start Selection
A Minnesota gun-control bill is now drawing fire not just because of what it would ban, but because of how its chief sponsor handled basic questions about it in committee.
In a recent video, gun rights YouTuber Liberty Doll argued that Sen. Zaynab Mohamed, listed as the primary sponsor and author of SF3655, appeared unable to explain even simple parts of the proposal during a Senate Judiciary and Public Safety Committee hearing. Liberty Doll’s conclusion was blunt: the sponsor of one of Minnesota’s biggest gun-ban bills seemed to have no real grasp of what the bill would actually do.
That is a serious charge, but it is also the whole reason this story has taken off in gun-rights circles. It is one thing to disagree over policy. It is another thing entirely when critics believe the person pushing a bill cannot clearly explain its scope, its definitions, or the ordinary firearms it may sweep in.
Liberty Doll says that is exactly what happened.
She frames the hearing as a revealing moment in Minnesota’s broader push for new gun control this session. And in her telling, the exchange exposed something that Second Amendment advocates have warned about for years: lawmakers leaning on broad activist language and loaded talking points without fully understanding how the text would hit ordinary gun owners.
A Bill Moving Fast In A Divided Fight
Liberty Doll opens by saying she has more videos coming about Minnesota because, in her view, the state is seeing a heavy push of gun-control bills this session.
She notes that while some of the proposals had not yet reached a House floor vote, the Senate had moved faster. In her telling, that may have something to do with the Democrats’ one-vote majority in the Senate, and it may also be tied to the way the hearings were handled.

According to Liberty Doll, gun-rights groups were not allowed to testify against the gun ban, or against most of the related bills, during a marathon Senate hearing the previous week. She says she plans to cover that procedural fight separately, but she clearly sees it as part of the same pattern.
That background matters because it gives the whole argument a sharper edge. This is not just Liberty Doll saying she dislikes the bill. She is also suggesting the process around it has been stacked in a way that limits opposition and speeds the proposal forward anyway.
end Selection
Reproduce everything in the article on the Minnesota gun-control bill from "She notes that" down to "proposal forward anyway.". The material that comes next was drawn from a separate source.
start Supplied information
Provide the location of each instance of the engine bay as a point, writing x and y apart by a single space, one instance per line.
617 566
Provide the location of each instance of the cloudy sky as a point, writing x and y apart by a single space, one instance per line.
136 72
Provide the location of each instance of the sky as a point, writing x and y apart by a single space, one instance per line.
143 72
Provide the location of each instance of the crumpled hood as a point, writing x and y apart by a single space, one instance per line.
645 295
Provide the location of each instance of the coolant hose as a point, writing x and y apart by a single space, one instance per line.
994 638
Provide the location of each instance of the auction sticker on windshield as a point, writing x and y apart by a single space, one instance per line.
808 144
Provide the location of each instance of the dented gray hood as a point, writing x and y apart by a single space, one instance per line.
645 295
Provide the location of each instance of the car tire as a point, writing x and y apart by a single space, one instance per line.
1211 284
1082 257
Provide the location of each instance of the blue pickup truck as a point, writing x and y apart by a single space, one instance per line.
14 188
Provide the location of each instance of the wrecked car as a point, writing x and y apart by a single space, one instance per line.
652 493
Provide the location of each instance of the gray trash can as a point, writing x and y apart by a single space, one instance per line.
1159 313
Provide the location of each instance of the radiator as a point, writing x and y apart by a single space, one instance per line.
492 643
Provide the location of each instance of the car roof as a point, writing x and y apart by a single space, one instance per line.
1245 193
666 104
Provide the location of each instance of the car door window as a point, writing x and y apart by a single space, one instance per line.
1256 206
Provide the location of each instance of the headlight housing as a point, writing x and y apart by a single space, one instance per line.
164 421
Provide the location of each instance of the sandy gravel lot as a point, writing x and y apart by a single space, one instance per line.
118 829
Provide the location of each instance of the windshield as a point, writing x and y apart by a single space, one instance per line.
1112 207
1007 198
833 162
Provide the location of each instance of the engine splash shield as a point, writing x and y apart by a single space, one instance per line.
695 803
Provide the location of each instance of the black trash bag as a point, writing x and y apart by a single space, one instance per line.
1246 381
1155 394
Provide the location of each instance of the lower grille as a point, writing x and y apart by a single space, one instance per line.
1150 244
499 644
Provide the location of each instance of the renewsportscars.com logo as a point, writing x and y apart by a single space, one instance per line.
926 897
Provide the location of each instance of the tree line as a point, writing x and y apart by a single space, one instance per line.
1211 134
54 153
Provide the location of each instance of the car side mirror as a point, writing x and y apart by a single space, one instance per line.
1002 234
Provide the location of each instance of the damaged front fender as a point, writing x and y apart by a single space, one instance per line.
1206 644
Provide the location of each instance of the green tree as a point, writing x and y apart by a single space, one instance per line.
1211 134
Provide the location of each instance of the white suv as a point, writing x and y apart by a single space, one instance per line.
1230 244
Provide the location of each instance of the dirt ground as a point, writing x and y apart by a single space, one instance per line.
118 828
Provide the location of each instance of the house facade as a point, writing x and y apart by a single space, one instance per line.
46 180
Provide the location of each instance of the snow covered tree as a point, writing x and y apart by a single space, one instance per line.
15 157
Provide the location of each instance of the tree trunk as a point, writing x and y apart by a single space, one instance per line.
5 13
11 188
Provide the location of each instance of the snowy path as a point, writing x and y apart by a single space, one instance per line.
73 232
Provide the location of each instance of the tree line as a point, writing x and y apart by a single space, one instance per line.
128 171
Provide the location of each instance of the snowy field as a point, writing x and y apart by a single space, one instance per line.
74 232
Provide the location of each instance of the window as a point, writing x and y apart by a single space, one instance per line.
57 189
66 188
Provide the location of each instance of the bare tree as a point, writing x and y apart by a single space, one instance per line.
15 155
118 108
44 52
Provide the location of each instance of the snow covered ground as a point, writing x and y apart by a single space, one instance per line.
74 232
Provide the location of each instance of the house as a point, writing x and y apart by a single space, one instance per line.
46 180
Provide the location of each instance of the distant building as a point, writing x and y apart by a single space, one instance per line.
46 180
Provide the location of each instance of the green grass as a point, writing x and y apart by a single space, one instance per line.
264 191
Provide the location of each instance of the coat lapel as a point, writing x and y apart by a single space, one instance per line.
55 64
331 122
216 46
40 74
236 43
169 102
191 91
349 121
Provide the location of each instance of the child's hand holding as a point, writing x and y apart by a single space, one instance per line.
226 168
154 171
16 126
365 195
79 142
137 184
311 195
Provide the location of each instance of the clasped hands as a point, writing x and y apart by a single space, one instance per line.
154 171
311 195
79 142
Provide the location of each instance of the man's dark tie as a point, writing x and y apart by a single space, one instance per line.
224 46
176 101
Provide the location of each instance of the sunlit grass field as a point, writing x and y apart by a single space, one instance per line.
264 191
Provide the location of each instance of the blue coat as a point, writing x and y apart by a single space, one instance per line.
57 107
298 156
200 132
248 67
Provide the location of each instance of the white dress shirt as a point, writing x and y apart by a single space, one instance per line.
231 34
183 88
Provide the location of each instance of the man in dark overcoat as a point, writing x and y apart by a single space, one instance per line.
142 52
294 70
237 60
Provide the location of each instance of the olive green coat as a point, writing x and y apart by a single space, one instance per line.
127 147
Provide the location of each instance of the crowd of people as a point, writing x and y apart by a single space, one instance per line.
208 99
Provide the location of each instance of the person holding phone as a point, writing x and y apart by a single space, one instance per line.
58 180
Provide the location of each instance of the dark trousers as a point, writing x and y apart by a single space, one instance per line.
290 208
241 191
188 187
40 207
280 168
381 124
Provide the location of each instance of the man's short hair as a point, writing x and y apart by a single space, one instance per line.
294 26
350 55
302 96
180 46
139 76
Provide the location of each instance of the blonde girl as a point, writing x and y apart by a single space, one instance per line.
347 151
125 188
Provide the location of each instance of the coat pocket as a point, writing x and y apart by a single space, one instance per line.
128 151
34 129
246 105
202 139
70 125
end Supplied information
● **Solution**:
She notes that while some of the proposals had not yet reached a House floor vote, the Senate had moved faster. In her telling, that may have something to do with the Democrats’ one-vote majority in the Senate, and it may also be tied to the way the hearings were handled.

According to Liberty Doll, gun-rights groups were not allowed to testify against the gun ban, or against most of the related bills, during a marathon Senate hearing the previous week. She says she plans to cover that procedural fight separately, but she clearly sees it as part of the same pattern.
That background matters because it gives the whole argument a sharper edge. This is not just Liberty Doll saying she dislikes the bill. She is also suggesting the process around it has been stacked in a way that limits opposition and speeds the proposal forward anyway.